■ What to produce: All entries below are to be duplicated verbatim.

Items from a data source:
◆ ◆ ◆

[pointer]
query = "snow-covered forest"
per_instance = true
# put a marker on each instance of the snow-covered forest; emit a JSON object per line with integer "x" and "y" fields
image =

◆ ◆ ◆

■ Answer to the exercise:
[pointer]
query = "snow-covered forest"
per_instance = true
# put a marker on each instance of the snow-covered forest; emit a JSON object per line with integer "x" and "y" fields
image =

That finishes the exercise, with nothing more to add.